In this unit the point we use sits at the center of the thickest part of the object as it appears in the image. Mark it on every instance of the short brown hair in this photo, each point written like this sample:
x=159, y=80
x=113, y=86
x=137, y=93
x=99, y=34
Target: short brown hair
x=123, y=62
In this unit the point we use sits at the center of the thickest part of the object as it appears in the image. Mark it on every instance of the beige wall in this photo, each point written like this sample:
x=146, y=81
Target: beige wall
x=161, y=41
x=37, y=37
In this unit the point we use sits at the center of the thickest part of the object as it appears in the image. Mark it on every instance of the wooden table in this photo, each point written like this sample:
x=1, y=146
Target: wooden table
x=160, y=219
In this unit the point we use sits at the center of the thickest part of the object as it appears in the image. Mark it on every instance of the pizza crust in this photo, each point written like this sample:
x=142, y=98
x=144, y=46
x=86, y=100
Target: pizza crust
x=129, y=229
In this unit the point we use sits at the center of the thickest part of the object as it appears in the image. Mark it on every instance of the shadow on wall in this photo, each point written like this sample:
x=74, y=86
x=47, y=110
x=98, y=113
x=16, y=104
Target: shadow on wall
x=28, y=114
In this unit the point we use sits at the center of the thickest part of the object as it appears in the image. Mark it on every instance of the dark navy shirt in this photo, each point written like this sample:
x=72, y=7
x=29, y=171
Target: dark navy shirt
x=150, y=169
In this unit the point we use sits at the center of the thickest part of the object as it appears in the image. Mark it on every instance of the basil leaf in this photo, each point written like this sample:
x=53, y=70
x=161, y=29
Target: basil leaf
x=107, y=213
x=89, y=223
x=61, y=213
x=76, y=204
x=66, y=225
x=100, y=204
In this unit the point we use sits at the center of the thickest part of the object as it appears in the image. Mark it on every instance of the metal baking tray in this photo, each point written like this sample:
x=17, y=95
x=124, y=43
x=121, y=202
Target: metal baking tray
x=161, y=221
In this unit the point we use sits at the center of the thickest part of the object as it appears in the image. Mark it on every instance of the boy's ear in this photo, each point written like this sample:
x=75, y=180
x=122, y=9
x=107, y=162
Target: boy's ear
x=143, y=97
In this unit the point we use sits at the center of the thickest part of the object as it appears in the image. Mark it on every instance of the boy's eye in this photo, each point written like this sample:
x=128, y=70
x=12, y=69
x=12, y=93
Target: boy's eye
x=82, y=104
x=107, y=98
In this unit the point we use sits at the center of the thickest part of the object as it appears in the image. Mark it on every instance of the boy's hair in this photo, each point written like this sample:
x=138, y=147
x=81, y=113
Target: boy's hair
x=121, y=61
══════════════════════════════
TASK REQUIREMENTS
Retype, exactly and in full, the listing from its first line to the one holding "x=161, y=29", both included.

REPLY TO THE EXERCISE
In this unit the point we use sits at the center of the thickest part of the object as it appears in the image. Mark it on every instance of the short brown hair in this photo, each point written like this sample:
x=159, y=80
x=113, y=86
x=137, y=93
x=99, y=34
Target: short brown hair
x=123, y=62
In this unit the point we use sits at the center of the thickest part of the object as it appears in the image. Mark it on every instance of the beige wall in this photo, each point written like this sample:
x=146, y=81
Target: beige wall
x=161, y=41
x=37, y=37
In this unit the point we use sits at the center of the thickest part of the object as it appears in the image. Mark it on every instance of the wooden table in this photo, each point written like this sample:
x=1, y=146
Target: wooden table
x=160, y=219
In this unit the point we use sits at the center of the thickest part of the object as it appears in the image. Mark it on every instance of the pizza crust in this photo, each point written like this sample:
x=142, y=98
x=144, y=46
x=86, y=100
Target: pizza crust
x=129, y=229
In this unit the point we use sits at the center of the thickest part of the object as it appears in the image. Mark it on every instance of the shadow on wall in this photo, each point written like this sample:
x=74, y=86
x=47, y=110
x=98, y=113
x=16, y=104
Target: shadow on wall
x=28, y=114
In this unit the point we use sits at the center of the thickest part of the object as it appears in the image. Mark it on every instance of the dark navy shirt in this photo, each point written like this sample:
x=72, y=7
x=29, y=171
Target: dark navy shirt
x=150, y=169
In this unit the point we use sits at the center of the thickest part of the object as it appears in the image. Mark it on every instance of the basil leaf in this photo, each point written like this sample:
x=53, y=70
x=161, y=29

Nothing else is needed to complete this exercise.